Saved entries
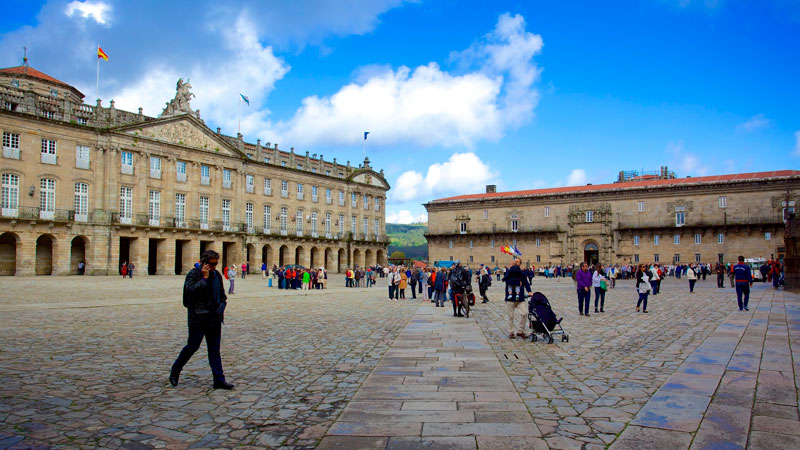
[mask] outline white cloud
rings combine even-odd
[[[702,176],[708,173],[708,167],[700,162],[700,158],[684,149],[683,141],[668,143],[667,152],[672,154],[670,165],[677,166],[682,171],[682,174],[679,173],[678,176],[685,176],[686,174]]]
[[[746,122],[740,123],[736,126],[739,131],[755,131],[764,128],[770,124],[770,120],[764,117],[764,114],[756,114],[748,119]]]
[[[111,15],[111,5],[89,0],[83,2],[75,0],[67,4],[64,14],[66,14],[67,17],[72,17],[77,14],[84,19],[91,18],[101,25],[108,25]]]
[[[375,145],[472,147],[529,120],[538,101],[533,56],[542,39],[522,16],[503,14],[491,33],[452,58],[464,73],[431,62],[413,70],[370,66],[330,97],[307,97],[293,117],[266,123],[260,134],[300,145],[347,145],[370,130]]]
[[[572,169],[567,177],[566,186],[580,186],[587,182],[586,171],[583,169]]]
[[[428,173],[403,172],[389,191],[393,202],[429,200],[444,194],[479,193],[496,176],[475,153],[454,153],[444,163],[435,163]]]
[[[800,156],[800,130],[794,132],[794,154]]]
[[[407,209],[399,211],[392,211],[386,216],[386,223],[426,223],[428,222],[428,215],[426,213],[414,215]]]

...

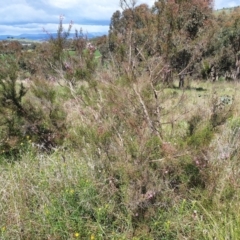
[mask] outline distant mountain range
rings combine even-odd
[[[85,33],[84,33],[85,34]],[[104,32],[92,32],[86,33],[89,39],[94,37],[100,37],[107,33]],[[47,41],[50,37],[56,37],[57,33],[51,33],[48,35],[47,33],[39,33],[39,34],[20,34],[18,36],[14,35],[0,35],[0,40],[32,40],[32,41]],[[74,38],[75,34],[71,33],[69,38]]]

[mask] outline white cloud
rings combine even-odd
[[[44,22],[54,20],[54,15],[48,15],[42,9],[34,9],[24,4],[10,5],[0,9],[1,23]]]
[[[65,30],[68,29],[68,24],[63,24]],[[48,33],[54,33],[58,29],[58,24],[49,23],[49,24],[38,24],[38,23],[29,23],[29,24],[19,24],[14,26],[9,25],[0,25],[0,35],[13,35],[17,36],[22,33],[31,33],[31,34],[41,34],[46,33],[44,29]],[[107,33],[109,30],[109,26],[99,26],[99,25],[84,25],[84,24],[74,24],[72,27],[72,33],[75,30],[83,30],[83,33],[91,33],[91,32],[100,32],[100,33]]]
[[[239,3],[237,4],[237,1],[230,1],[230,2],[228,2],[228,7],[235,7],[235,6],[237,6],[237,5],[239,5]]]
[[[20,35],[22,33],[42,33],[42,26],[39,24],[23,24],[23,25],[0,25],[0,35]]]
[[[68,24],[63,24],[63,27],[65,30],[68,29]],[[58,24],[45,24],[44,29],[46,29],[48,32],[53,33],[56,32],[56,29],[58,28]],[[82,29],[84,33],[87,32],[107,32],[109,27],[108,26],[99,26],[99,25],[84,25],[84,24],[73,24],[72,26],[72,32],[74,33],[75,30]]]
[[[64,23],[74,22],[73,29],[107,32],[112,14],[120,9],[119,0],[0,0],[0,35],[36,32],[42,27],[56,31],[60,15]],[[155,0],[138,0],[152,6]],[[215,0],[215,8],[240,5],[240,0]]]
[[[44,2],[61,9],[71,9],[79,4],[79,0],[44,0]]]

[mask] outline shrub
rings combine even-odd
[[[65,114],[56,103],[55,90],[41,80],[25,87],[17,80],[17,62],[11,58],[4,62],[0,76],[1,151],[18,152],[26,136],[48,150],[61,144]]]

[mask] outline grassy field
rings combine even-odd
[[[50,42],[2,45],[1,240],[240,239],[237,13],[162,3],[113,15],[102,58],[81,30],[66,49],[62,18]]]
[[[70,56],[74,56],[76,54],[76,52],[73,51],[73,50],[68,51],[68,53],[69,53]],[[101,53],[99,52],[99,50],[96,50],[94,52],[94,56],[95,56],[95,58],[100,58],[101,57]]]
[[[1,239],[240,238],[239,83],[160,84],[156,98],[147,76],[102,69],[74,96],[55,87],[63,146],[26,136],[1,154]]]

**Problem description**. Make a copy of each line in the records that has the word "outline".

**Answer below**.
[mask] outline white cloud
[mask] outline distant mountain range
[mask] outline white cloud
[mask] outline shrub
[mask] outline grassy field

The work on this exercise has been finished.